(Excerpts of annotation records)
"""

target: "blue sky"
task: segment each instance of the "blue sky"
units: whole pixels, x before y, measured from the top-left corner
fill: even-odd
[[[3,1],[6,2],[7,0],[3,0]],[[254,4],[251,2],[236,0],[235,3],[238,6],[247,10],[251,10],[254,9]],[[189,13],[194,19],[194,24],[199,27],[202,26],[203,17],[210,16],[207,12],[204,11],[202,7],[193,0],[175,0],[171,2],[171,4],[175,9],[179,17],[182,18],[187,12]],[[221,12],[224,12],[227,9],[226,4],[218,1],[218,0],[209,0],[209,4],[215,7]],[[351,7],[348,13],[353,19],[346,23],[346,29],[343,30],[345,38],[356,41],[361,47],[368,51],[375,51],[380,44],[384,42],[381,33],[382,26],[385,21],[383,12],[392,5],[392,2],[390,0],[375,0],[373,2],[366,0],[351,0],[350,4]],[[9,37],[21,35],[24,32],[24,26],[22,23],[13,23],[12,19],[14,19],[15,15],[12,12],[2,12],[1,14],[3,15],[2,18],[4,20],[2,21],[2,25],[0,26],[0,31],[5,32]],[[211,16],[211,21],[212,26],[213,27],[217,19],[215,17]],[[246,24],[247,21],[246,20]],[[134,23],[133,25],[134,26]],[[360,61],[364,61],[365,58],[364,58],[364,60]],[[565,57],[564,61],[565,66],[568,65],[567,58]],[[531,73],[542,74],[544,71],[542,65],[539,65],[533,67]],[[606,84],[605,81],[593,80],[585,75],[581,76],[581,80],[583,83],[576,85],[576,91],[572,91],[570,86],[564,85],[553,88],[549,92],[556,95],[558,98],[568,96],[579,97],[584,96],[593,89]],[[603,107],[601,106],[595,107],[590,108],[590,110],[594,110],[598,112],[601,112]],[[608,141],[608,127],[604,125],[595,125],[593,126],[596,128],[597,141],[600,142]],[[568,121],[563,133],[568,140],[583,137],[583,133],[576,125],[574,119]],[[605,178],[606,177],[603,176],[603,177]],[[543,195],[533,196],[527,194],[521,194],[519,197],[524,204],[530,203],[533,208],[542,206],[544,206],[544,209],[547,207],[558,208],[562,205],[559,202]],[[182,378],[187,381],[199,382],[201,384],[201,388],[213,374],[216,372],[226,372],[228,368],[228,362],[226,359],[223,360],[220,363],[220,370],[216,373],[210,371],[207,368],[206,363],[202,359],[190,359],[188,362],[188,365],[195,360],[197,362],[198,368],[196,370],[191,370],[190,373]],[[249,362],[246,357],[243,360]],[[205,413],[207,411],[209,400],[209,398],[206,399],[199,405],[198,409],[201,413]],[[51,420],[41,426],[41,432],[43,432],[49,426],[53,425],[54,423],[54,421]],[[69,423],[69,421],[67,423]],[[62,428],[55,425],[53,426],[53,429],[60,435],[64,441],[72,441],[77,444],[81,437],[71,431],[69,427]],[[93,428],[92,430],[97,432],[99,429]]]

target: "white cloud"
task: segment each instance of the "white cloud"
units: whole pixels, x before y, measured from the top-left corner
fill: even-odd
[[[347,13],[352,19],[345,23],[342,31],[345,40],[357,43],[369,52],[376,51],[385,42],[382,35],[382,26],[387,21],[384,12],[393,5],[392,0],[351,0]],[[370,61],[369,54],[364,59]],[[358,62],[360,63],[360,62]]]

"""

REQUEST ▸ Output every line above without altering anything.

EXERCISE SOLUTION ▸
target: "blue sky"
task: segment each instance of the "blue sky"
units: whole pixels, x before y, measured from the top-left corner
fill: even-odd
[[[3,1],[6,2],[7,0],[3,0]],[[254,4],[251,2],[236,0],[235,3],[238,6],[247,10],[251,10],[254,9]],[[189,13],[194,19],[194,24],[199,27],[202,26],[203,17],[210,16],[207,12],[204,11],[202,7],[193,0],[175,0],[171,2],[171,4],[175,9],[179,17],[182,18],[187,12]],[[221,12],[224,12],[227,9],[226,4],[218,1],[218,0],[209,0],[209,4],[215,7]],[[351,7],[348,13],[353,19],[346,23],[346,29],[343,30],[345,38],[356,41],[361,47],[368,51],[375,51],[380,44],[384,42],[381,33],[382,26],[385,21],[383,12],[392,5],[392,2],[390,0],[375,0],[373,2],[366,0],[351,0],[350,4]],[[9,37],[21,35],[24,32],[24,26],[22,23],[13,23],[12,19],[14,19],[15,15],[12,12],[2,12],[1,14],[3,15],[2,18],[4,20],[2,21],[2,25],[0,26],[0,31],[5,32]],[[211,16],[211,21],[212,26],[213,27],[217,19],[215,17]],[[246,24],[247,21],[246,20]],[[134,23],[133,25],[134,26]],[[360,61],[364,61],[365,58],[364,58],[364,60]],[[565,57],[564,61],[565,66],[568,65],[567,58]],[[531,73],[542,74],[544,71],[542,65],[539,65],[533,67]],[[606,84],[605,81],[593,80],[585,75],[581,76],[581,80],[583,83],[576,85],[576,91],[572,91],[570,86],[564,85],[553,88],[549,92],[556,95],[558,98],[568,96],[579,97],[584,96],[593,89]],[[603,107],[601,106],[595,107],[590,108],[590,110],[594,110],[598,112],[601,112]],[[608,141],[608,127],[604,125],[595,125],[593,126],[596,128],[597,141],[600,142]],[[568,121],[563,133],[568,140],[583,137],[583,133],[576,125],[574,119]],[[605,178],[606,177],[603,176],[603,177]],[[543,195],[533,196],[527,194],[521,194],[519,197],[524,204],[530,203],[533,208],[542,206],[544,206],[544,209],[547,207],[558,208],[562,205],[559,202]],[[182,378],[187,381],[199,382],[201,384],[201,388],[213,374],[216,372],[226,372],[228,368],[228,362],[226,359],[223,360],[220,363],[220,370],[216,373],[210,371],[207,368],[206,363],[202,359],[190,359],[188,362],[188,365],[195,360],[197,362],[198,368],[196,370],[191,370],[190,373]],[[249,362],[246,357],[243,360]],[[205,413],[207,411],[209,400],[209,398],[206,399],[199,405],[198,409],[201,413]],[[51,420],[41,426],[41,432],[43,432],[49,426],[53,425],[54,423],[54,421]],[[69,423],[69,421],[67,423]],[[62,428],[55,425],[53,426],[53,429],[60,435],[64,441],[72,441],[77,444],[81,437],[71,431],[69,427]],[[93,428],[92,430],[97,432],[99,429]]]

target: "white cloud"
task: segment each instance of the "white cloud"
units: whole pixels, x before y, measured from the top-left corner
fill: even-odd
[[[347,13],[352,19],[345,23],[342,31],[345,40],[357,43],[369,52],[376,51],[385,42],[382,35],[382,26],[387,21],[384,12],[393,5],[392,0],[351,0]],[[370,61],[369,54],[364,59]],[[358,62],[360,63],[360,62]]]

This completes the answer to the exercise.